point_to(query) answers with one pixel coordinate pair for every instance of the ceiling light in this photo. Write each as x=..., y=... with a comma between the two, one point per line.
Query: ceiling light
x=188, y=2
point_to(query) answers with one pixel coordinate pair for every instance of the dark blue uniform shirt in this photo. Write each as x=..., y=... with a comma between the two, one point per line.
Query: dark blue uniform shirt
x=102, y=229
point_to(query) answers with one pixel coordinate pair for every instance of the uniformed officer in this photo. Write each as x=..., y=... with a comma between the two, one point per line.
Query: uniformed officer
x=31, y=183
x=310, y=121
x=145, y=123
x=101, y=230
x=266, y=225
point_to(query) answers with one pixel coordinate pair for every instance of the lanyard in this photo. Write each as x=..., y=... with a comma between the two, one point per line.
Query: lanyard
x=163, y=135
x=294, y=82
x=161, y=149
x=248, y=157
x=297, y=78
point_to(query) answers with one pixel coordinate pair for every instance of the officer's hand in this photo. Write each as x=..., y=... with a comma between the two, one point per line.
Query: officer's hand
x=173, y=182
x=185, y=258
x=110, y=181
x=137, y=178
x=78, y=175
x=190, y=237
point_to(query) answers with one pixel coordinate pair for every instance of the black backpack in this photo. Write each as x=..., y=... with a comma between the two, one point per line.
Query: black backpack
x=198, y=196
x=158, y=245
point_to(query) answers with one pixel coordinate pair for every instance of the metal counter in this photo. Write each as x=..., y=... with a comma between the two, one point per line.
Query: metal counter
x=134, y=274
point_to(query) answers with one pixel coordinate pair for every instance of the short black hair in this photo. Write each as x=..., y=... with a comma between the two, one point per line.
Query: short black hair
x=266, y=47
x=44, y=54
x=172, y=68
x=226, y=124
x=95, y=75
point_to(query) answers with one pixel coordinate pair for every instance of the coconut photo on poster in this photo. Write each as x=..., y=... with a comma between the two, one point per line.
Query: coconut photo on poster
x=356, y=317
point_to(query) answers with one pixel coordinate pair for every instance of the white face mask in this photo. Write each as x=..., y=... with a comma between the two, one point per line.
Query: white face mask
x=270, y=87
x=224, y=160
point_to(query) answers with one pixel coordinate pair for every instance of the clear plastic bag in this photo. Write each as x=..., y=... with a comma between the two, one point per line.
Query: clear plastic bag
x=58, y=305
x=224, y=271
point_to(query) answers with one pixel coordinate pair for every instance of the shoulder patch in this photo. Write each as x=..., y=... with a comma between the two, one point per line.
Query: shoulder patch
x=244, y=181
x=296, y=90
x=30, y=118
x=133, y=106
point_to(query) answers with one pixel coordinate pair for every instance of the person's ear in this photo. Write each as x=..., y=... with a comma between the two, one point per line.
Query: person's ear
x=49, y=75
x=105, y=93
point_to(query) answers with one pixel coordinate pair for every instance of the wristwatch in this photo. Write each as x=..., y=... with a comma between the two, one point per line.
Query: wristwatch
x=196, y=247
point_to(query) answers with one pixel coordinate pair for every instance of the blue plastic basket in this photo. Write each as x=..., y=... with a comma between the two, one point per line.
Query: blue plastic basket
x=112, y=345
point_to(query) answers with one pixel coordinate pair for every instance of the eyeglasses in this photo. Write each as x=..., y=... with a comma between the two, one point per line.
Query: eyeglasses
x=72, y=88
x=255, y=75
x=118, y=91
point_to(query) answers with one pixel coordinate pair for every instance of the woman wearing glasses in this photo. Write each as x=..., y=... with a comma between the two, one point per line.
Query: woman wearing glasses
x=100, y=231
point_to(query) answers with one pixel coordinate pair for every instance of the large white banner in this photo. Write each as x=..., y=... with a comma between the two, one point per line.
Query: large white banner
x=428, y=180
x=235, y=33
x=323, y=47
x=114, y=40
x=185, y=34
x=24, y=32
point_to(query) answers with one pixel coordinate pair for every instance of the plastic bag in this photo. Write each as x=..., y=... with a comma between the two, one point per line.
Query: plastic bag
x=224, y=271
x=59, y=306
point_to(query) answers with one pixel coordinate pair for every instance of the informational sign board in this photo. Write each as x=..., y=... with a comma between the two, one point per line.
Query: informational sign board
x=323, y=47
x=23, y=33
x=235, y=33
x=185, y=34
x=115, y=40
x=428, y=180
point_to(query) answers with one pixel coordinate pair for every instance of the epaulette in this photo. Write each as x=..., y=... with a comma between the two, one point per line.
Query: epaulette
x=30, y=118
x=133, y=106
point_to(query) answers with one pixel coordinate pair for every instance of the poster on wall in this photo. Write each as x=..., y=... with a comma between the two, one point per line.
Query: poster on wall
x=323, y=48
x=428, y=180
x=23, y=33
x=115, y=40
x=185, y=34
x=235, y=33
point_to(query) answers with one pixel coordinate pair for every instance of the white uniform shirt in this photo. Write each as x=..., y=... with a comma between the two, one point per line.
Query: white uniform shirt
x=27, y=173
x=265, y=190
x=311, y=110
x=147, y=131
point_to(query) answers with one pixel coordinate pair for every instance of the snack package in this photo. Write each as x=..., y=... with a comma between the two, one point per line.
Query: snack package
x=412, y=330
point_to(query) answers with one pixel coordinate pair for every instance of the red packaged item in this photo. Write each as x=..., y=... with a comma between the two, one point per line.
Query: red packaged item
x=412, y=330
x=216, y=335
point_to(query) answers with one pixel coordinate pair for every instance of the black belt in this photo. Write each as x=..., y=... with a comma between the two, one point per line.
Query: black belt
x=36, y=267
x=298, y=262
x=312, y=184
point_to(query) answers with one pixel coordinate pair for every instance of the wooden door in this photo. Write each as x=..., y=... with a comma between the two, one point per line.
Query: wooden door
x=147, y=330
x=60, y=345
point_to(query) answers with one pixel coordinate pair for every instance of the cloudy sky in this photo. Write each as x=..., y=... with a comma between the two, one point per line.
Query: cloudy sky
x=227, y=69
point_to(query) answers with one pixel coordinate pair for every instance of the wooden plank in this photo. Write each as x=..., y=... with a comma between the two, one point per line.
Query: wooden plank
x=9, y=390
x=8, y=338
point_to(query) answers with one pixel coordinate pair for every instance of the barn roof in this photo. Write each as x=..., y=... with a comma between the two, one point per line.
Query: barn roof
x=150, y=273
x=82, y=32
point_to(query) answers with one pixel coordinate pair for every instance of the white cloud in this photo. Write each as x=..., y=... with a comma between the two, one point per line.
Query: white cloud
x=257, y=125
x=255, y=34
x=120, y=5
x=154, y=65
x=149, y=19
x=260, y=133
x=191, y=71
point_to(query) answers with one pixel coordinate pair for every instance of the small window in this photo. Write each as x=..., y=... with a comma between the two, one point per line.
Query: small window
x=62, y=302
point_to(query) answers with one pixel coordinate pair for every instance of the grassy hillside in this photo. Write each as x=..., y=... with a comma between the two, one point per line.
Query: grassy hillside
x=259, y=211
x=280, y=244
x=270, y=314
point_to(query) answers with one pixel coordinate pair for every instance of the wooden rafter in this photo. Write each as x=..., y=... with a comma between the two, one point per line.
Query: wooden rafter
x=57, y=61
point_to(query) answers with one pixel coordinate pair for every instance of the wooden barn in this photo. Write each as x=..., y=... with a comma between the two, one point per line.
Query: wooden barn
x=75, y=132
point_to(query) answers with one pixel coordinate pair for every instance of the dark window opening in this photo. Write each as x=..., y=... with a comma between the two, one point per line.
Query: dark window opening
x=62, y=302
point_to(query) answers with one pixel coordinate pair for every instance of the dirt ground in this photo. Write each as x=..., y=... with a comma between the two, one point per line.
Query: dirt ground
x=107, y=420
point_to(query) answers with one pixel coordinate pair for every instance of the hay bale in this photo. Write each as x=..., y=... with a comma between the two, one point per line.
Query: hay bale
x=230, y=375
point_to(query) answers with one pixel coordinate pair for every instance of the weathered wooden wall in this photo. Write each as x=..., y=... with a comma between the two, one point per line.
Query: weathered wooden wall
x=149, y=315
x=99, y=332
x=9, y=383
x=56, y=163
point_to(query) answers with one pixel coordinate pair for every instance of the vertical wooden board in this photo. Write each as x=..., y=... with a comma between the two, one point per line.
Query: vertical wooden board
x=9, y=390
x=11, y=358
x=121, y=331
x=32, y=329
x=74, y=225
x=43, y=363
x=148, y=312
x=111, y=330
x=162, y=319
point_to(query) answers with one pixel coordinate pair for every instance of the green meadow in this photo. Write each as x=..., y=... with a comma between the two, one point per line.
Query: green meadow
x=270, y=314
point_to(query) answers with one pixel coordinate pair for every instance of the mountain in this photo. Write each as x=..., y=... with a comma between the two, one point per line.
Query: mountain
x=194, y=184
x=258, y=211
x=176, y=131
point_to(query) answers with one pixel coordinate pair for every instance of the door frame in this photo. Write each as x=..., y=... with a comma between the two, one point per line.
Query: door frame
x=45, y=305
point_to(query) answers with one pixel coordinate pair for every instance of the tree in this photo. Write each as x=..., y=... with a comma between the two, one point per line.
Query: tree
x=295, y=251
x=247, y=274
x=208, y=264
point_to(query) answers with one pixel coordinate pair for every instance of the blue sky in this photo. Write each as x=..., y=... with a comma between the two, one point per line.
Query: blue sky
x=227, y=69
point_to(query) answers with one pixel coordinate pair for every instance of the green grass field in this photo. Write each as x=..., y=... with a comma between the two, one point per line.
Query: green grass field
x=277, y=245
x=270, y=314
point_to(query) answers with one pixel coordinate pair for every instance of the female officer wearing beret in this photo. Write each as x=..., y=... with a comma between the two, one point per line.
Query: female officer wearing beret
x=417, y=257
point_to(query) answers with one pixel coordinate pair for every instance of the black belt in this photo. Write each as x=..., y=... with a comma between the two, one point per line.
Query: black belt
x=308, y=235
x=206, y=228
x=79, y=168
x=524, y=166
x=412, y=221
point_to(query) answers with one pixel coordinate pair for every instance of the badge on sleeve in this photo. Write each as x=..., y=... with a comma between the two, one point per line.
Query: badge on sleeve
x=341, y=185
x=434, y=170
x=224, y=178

Task instructions: Reproduce the listing word for word, starting at the line that contains "the hay bale" and stopping after the line that contains "x=230, y=375".

Result of this exercise:
point_to(query) answers with one pixel coordinate pair for every instance of the hay bale in this photo. Write each as x=..., y=... with a comma between the two, one point per line.
Query: hay bale
x=230, y=375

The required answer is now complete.